# What you need to do
**a)** From the passage on fusing presses, list the ways heat is provided in a continuous fusing system.
**b)** Carry the passage on fusing presses forward from its final sentence.

# Text to read
══════════
Vertical action closures give more accurate pressure than the scissor action.
Fusing
time is controlled by autotimer whose cycle can be varied to suit different
requirements. It is generally 8 to 12 seconds. The operator places the garment
part faced down on the lower plate, places the interlining resin side down on
top of it, in the correct position and closes the press. This is slow and time
consuming. These presses do not cover a very large area, often not more than
one meter by half a meter. Where small parts are being used output may be
increased by laying them on a sheet of card which is then placed in the press.
Advantage
of this press is that it is used in small clothing industries, simplest version
and low cost. They also tend to reduce fabric shrinkage since the fabric is
held under pressure throughout the fusing cycle. The disadvantage is that there
is a tendency to crush fabrics.
b) Continuous fusing system – In this
system the garment with the interlining placed on it is passed through a heat
source (chamber) and pressure is applied to it.
Heat
is provided in one of the following three ways:
i.
With direct heating, the conveyor belt carries
the components to be fused into direct contact with a heated surface, either
drum or curved plates.
ii.
With indirect heating, components to be fused
are carried through a heated chamber.
iii.
With low temperature, gradual heating the
components are carried through a preheating zone. Heating is either direct or
indirect. With this approach the temperature reached at the glue-line is only
just above that required to make the resin a viscous fluid and in some cases
fusing takes place satisfactorily.
The
maintenance of the required temperature is less of a problem inside a fully
enclosed continuous operating press than that with flat bed press. On drum
presses, tension of the conveyor belt presser the component continuously
against the heated drum during the fusing process. Fusing time depends on the
speed of the conveyor belt which can be adjusted to give various DWELL times in
the heated zone.
Companies engaged in high volume
garment production generally use continuous fusing systems.
c) High Frequency Fusing – In the
other fusing presses described so far heat is provided by electric heating
elements. This limits the number of thicknesses of fabric which can be fused at
once since time taken for the heat to transfer through the fabric to the resin.
If multiple layers of fabrics and interlinings could be stacked up and fused
simultaneously, productivity can be increased. Heat is generated by means of
high frequency energy, in the same way as in a microwave cooker. The platens of
the press are plates generating high frequency field and the heating affect is
uniformly distributed in length, width and full height between the platens.
══════════
# Data records

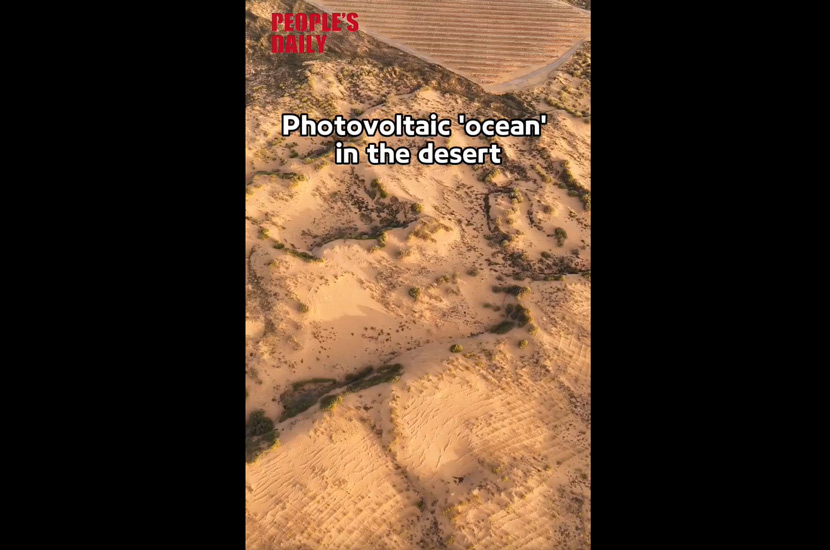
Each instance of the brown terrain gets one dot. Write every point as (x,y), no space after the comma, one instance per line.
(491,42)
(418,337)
══════════
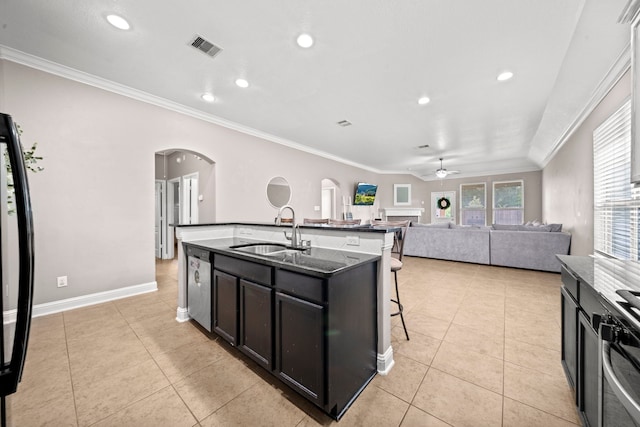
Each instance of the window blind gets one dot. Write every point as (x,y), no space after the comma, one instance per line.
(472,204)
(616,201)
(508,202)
══════════
# Expected responses
**a)**
Direct heating
Indirect heating
Low temperature, gradual heating

**b)**
This effect is known as di-electric.
The
heating effect is different between natural and man-made materials and the
fuseable adhesive material generally heats up faster than either the
interlining base fabric or garment fabric.
Multiple
plies of garment and interlining can be stacked up to 70mm high and since the
heating effect is not dependent on its distance from a heat source, the
adhesive at each joint should be raised to the same temperature. Less pressure
is needed than with conventional fusing presses. The time required to generate
the heat depends on the capacity of the high frequency unit and the weight of
the load to be fused.
The
difficulty which arises with this method of fusing is that the press must be
set to allow for the particular natural or man-made materials being used, the
weight and thickness of those materials, and their moisture content. If
incorrect estimates are made, it is possible for the press to over-fuse and
bond the whole stack together or under-fuse and produce a poor bond on each
garment part.
2. Hand Iron – Only those interlinings which can
be fused at relatively low temperatures, low pressures and in relatively short
times are at all suitable for fusing by hand iron.
There
are a number of difficulties – the operator cannot know the temperature at the
glue-line and cannot apply pressure uniformly. The operator estimates the time
subjectively. Only small parts can be fused with any degree of success, and
then only by pressing the iron for a fixed time onto the fusible, covering the
area step-by-step and using steam to help the heat transfer. It is particularly
in this situation that garment parts may appear to be satisfactorily fused
initially but deficiencies will show up as de-lamination during wearing or
cleaning of the garment.
3. Steam Press – In this case fusing takes place on
presses of the type used for intermediate and final pressing of made-up
garments. Temperature at the glue-line is achieved by steam from the head of
the press. The temperature reached depends on the steam pressure at the press
head, the efficiency of the press. Pressure is provided mechanically or
pneumatically by closing the press head on the buck. Vacuum in the lower part
of the press, or buck, assists rapid cooling. Best results are obtained if the pressing
cycle is controlled automatically. The resins which fuse most successfully on a
steam press are polyvinyl acetate and the lower melting range of polyamides.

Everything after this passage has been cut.